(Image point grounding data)
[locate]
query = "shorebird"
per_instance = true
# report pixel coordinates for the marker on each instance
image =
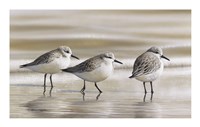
(149, 66)
(51, 62)
(95, 69)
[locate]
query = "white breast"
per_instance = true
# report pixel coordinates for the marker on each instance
(54, 66)
(152, 76)
(98, 74)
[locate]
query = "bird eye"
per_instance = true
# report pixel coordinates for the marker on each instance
(67, 51)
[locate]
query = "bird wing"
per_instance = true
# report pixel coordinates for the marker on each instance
(45, 58)
(86, 66)
(145, 64)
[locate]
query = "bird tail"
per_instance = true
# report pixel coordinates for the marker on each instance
(132, 76)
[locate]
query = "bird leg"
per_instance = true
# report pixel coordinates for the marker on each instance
(83, 89)
(51, 84)
(151, 88)
(97, 87)
(45, 75)
(145, 91)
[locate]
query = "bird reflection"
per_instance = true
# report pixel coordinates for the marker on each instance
(97, 97)
(50, 91)
(144, 98)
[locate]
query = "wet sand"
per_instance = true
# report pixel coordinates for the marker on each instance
(33, 33)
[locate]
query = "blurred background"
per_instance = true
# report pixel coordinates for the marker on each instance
(126, 33)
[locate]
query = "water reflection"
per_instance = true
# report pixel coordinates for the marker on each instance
(147, 110)
(144, 98)
(101, 31)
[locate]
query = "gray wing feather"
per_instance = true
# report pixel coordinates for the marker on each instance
(86, 66)
(45, 58)
(145, 64)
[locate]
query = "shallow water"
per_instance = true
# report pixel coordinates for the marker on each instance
(125, 33)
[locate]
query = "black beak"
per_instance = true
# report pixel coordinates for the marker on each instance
(74, 56)
(165, 57)
(118, 61)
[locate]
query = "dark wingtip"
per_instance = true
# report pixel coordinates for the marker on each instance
(131, 76)
(21, 66)
(65, 70)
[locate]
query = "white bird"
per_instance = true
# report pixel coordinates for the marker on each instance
(51, 62)
(95, 69)
(149, 66)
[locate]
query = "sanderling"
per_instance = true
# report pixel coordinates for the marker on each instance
(149, 66)
(51, 62)
(95, 69)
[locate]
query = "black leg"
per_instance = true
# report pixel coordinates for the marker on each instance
(97, 97)
(97, 87)
(51, 84)
(145, 91)
(83, 93)
(151, 97)
(83, 89)
(151, 88)
(144, 98)
(45, 75)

WHAT IS EXPECTED: Check each line of the entries, and copy the ones that contain "water".

TASK OUTPUT:
query = "water reflection"
query = "shallow water"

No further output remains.